§ **WRITTEN PROBLEM**:
In the training embodiment described in the patent abstract, who monitors and controls training?
--- BEGIN SELECTED PASSAGE ---
Publication number: US20020010734A1
Application number: US09/776,133
Authority: US
Inventors: John Ebersole; Todd Furlong; Richard Madison
Original assignee: CREATIVE OPTICS Inc
Current assignee: INFORMATION DECISION TECHNOLOGIES LLC
Priority date: 2000-02-03
Filing date: 2001-02-02
Publication date: 2002-01-24

Abstract

A system is presented for an “internetworked augmented reality (AR) system” which consists of one or more Local Stations (which may be AR or Non-AR, at least one of which must be AR) and one or more Remote Stations (RS) (which may be AR or Non-AR) networked together. RSs can provide resources not available at a Local AR Station (LARS): databases, high performance computing (HPC), and methods by which a human can interact with the person(s) at the LARS(s). Preferred embodiments are presented: Training: a trainee is located at a LARS, while the instructor, located at a RS, monitors and controls training. Maintenance: the operator performs tasks at the LARS, while information and assistance is located at the RS. HPC: the LARS user visualizes results of computations performed remotely. Online shopping: shoppers evaluate virtual representations of real products, in the real setting in which they will be used. Design: experts in such fields as interior or exterior decorating, lighting, architecture, or engineering, can use the invention to collaborate with remote colleagues and utilize remote databases or a HPC. Navigation: mariners utilize a remote database that contains the latest information on warnings of hazards or preferred paths to follow. Situational Awareness: users benefit from up-to-date information received from remote computers or humans over a network. Testing: controllers at remote computers control testing procedures. Entertainment: multiple AR game players at different locations can play against each other over a network. Telepresence: viewers remotely experience AR.
--- END SELECTED PASSAGE ---
--- BEGIN DATASET EXCERPTS ---
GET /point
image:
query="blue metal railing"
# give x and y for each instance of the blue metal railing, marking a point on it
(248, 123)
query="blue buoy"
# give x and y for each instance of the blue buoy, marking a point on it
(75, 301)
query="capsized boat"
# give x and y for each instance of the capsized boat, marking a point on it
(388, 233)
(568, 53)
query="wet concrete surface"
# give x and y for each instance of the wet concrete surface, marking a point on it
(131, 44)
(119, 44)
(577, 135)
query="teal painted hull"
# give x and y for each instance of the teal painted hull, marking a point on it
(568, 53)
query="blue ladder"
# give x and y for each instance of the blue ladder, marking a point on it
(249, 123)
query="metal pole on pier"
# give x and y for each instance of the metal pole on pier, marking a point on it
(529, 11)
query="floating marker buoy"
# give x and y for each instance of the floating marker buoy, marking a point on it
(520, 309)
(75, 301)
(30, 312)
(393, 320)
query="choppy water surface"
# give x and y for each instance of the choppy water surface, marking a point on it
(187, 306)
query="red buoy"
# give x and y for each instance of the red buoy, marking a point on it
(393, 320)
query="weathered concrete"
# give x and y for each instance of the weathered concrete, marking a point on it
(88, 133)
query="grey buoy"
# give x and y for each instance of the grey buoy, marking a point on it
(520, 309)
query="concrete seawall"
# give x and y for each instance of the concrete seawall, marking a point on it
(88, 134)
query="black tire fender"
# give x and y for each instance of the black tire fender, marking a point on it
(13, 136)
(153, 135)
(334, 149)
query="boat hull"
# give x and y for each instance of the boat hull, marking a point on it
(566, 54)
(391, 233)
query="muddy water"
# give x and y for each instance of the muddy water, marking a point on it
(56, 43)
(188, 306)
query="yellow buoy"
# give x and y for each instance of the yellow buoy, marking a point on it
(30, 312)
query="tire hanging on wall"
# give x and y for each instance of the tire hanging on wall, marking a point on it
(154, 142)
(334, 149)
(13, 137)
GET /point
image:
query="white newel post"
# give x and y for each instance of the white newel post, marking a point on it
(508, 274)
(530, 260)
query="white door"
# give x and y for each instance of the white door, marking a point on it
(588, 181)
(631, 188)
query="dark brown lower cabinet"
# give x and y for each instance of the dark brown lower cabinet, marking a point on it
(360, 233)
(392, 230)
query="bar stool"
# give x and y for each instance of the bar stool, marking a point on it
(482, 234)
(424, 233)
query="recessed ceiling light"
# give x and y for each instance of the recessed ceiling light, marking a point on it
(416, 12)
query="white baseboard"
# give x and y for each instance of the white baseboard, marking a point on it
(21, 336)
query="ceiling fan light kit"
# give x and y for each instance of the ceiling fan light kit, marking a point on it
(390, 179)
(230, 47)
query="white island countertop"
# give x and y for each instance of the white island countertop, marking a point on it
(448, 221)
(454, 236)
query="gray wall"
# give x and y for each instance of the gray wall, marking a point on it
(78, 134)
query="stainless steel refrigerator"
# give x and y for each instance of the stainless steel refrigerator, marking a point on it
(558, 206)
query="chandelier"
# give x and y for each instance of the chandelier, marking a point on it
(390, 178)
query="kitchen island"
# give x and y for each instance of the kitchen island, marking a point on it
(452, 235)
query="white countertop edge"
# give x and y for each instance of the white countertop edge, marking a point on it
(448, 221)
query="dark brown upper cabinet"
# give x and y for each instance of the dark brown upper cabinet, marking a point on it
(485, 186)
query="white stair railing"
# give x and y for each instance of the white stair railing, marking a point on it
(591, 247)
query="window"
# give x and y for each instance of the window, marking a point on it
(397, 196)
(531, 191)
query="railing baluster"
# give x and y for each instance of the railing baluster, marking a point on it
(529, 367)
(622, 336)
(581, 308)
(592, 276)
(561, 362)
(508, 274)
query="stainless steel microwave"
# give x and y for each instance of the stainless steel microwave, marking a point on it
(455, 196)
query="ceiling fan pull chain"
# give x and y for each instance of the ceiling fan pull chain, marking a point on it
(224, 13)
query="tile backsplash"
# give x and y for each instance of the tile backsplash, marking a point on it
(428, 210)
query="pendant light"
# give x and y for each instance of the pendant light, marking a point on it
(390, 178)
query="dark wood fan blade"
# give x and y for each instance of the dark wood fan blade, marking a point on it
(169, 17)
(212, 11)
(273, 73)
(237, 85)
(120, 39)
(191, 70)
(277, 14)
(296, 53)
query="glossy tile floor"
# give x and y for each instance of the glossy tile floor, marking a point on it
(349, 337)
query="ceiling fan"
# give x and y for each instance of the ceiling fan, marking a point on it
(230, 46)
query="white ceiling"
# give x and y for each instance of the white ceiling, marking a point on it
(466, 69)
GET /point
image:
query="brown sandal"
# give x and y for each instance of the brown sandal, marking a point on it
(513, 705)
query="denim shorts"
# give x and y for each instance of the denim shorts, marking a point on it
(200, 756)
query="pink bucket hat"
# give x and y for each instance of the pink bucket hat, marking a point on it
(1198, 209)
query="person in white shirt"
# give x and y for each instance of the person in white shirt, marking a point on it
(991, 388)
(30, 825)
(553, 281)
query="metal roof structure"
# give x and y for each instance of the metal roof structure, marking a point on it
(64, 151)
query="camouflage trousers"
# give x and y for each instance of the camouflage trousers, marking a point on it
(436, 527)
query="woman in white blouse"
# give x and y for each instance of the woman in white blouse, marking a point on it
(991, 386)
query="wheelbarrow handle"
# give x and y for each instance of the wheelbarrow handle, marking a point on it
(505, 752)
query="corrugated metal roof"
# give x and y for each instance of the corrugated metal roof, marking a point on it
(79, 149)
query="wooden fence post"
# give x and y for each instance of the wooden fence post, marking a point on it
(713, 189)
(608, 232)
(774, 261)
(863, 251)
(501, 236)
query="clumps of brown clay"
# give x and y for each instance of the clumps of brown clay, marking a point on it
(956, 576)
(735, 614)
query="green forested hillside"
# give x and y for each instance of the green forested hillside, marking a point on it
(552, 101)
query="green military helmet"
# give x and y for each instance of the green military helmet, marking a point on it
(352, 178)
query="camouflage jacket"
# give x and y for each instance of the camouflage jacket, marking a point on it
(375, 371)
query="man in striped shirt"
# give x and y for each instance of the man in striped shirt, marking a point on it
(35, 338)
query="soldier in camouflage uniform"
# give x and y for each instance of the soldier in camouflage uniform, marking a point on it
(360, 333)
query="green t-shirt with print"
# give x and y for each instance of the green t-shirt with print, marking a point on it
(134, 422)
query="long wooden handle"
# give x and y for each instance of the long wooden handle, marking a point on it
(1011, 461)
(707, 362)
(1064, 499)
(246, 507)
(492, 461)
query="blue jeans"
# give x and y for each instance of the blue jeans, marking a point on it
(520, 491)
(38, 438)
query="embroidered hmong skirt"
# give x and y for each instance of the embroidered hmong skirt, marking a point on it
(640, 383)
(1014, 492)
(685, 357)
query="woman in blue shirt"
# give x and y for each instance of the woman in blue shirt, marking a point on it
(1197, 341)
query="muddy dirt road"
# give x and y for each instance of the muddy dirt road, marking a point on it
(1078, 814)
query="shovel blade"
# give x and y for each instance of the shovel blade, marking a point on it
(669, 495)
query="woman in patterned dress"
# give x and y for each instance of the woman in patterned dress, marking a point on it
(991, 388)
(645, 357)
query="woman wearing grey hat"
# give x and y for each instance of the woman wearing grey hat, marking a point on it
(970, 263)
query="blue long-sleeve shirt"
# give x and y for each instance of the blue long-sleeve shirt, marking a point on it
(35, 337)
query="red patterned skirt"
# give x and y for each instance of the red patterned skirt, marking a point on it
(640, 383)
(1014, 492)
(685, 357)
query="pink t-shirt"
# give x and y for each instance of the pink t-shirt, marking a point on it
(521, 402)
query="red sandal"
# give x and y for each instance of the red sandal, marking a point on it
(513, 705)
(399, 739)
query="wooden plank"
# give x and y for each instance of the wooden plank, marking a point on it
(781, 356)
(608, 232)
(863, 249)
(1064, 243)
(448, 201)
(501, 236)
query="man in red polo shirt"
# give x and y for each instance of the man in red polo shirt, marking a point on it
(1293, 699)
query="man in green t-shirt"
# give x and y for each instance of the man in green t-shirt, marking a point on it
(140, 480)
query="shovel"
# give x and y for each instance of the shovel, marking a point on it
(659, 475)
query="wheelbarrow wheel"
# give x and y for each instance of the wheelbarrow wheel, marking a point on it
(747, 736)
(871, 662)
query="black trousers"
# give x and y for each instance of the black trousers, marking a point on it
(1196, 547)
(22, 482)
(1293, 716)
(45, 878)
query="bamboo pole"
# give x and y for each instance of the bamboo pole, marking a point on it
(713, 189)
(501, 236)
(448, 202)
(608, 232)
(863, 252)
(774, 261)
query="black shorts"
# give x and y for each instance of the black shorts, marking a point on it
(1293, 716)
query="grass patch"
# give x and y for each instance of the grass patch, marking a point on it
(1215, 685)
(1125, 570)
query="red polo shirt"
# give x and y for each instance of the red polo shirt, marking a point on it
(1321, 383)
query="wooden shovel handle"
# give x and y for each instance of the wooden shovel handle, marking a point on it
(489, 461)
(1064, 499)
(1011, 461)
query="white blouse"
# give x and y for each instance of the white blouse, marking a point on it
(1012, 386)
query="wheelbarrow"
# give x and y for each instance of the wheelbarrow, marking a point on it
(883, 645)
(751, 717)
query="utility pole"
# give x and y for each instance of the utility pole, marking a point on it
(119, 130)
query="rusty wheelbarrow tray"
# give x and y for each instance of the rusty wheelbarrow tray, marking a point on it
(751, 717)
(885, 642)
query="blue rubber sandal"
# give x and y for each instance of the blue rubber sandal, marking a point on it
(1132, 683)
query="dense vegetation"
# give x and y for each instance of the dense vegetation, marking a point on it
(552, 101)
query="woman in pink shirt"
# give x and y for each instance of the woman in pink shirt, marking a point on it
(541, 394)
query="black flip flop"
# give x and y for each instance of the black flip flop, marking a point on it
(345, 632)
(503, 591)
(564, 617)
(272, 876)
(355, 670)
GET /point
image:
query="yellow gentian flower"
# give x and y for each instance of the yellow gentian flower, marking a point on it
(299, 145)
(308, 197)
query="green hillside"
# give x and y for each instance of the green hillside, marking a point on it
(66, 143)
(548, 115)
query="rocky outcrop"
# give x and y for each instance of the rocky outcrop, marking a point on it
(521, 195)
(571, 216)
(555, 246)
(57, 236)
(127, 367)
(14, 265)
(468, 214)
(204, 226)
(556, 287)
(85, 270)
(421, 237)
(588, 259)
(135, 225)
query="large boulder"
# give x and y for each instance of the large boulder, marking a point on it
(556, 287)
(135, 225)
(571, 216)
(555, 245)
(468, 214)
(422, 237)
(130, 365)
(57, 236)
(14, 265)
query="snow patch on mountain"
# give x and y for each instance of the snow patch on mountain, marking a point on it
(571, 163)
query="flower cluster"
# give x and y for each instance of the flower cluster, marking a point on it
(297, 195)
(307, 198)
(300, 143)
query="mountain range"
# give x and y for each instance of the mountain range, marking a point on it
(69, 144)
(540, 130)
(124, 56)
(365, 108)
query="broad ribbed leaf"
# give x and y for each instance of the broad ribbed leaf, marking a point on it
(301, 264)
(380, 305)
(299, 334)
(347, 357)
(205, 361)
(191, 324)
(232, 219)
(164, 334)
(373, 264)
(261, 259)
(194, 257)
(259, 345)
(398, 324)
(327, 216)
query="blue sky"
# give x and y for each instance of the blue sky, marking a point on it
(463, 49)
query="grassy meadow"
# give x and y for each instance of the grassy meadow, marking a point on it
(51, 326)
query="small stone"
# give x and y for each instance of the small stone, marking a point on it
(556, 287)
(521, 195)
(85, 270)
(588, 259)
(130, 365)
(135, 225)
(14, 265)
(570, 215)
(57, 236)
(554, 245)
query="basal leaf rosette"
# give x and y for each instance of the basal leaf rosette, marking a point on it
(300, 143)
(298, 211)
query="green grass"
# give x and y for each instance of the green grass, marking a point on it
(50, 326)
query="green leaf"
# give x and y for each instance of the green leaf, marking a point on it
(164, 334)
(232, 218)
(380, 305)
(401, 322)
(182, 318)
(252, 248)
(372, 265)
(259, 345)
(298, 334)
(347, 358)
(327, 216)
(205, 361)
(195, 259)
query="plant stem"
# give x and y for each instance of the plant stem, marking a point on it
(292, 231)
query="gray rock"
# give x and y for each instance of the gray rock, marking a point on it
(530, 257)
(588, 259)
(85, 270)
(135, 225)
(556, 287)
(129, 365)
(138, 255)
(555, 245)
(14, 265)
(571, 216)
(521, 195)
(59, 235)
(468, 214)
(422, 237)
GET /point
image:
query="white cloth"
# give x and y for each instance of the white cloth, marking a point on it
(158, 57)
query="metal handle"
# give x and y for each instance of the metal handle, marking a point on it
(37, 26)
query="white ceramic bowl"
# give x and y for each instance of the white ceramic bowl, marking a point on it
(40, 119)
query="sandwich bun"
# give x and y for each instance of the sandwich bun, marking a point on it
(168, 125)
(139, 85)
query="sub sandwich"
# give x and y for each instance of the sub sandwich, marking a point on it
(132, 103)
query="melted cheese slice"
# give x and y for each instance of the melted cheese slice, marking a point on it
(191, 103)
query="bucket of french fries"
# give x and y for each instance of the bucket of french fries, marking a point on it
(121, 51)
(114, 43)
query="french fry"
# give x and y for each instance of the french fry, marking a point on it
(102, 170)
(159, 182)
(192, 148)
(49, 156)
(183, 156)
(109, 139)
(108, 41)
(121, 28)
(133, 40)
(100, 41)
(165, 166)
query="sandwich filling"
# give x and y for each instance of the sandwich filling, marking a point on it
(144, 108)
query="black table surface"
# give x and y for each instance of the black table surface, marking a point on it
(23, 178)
--- END DATASET EXCERPTS ---
§ **ANSWER FOR THE TASK**:
The instructor, located at a Remote Station.